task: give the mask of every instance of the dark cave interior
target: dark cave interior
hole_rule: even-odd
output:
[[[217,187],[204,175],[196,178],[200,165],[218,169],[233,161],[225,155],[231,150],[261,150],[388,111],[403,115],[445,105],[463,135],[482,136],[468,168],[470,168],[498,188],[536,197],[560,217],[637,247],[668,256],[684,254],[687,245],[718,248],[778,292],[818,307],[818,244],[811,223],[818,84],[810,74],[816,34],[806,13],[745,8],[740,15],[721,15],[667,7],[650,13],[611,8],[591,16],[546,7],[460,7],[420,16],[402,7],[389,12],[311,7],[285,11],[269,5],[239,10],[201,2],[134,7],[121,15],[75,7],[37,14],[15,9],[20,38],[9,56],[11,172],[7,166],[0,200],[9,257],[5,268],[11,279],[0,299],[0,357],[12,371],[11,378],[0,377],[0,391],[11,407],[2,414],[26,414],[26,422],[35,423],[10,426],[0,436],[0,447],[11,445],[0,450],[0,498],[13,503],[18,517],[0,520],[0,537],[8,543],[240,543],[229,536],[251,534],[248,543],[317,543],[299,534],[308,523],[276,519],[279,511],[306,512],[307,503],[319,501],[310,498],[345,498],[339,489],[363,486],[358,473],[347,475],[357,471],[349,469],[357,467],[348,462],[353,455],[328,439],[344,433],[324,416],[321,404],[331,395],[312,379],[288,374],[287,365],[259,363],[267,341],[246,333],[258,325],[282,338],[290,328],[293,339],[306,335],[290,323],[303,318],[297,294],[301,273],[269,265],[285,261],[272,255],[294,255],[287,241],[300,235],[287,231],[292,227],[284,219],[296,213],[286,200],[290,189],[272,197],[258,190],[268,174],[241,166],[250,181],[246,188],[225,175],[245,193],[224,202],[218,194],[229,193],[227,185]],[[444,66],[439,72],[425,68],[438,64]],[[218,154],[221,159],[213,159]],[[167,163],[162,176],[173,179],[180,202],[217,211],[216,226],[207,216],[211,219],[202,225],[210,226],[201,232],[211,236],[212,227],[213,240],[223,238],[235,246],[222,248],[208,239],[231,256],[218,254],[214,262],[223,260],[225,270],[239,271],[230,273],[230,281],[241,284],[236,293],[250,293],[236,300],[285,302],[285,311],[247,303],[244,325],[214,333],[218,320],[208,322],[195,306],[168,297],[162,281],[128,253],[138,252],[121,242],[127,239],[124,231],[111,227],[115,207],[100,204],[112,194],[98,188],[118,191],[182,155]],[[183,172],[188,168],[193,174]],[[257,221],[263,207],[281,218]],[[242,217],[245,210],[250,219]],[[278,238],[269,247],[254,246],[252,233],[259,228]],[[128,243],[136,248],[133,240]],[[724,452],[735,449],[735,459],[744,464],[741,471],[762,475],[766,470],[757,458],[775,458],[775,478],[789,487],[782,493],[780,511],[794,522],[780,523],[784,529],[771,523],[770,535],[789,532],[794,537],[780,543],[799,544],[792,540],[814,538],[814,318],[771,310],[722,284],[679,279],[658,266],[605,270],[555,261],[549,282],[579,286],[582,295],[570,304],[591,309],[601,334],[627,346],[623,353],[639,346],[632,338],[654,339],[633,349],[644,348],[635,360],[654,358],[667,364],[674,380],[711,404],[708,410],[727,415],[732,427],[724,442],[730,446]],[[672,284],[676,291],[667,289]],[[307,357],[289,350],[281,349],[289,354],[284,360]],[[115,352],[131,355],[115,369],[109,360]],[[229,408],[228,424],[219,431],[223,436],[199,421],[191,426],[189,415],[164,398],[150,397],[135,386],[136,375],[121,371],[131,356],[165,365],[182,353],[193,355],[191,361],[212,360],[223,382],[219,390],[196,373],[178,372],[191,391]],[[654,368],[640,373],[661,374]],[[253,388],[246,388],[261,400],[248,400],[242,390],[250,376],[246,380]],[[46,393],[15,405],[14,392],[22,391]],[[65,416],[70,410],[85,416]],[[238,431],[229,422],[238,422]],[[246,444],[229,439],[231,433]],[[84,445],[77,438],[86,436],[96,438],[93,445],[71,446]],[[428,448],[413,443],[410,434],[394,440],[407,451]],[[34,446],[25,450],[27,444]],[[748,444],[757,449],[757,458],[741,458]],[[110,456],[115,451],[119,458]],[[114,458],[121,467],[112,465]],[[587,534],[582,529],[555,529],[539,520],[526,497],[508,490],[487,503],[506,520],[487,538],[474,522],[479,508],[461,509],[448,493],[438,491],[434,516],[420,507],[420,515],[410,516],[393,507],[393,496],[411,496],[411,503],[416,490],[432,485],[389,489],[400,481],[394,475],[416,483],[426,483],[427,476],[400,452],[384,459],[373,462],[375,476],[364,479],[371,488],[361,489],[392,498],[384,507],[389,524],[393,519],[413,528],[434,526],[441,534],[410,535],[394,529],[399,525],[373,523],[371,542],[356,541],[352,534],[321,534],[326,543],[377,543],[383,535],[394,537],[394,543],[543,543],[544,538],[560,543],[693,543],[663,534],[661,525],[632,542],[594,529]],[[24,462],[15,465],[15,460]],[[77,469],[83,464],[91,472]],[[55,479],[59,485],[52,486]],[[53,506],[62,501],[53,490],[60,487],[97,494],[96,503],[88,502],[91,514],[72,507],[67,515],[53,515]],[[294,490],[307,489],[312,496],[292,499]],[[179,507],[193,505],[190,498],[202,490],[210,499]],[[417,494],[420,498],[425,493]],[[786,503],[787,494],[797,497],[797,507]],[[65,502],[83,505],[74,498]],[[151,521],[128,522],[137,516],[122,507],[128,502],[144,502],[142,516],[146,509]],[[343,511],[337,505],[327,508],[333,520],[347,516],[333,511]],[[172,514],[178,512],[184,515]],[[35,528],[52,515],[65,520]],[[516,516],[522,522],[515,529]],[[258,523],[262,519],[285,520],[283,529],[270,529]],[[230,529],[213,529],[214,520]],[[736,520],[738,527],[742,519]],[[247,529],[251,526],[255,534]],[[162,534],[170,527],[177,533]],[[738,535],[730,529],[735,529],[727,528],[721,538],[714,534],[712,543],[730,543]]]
---
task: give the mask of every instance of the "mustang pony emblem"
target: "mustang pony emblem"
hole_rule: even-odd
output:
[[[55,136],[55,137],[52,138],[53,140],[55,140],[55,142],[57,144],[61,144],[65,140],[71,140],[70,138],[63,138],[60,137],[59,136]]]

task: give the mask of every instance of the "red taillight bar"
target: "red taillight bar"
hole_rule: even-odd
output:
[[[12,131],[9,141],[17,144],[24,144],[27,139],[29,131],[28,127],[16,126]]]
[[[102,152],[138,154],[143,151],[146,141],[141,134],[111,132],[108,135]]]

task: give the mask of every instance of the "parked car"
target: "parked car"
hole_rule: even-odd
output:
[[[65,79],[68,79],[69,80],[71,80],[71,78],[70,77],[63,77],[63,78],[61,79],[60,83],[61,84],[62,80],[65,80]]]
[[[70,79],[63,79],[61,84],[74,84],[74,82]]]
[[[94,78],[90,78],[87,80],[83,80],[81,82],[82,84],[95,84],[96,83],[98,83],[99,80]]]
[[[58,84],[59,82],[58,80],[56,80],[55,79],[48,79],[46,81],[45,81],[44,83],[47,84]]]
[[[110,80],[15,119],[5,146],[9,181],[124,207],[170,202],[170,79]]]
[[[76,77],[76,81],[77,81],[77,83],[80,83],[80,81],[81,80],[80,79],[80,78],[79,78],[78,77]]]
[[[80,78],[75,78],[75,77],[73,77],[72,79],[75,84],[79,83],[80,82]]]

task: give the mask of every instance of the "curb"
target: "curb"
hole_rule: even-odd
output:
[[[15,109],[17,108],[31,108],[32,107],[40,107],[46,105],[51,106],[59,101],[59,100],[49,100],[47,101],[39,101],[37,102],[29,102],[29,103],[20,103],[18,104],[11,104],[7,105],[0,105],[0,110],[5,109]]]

#### Short task:
Please find every row above that contains the word "taillight" and copy each of those rows in full.

#### Task answer:
task: give the mask of every instance of the "red taillight bar"
target: "red taillight bar"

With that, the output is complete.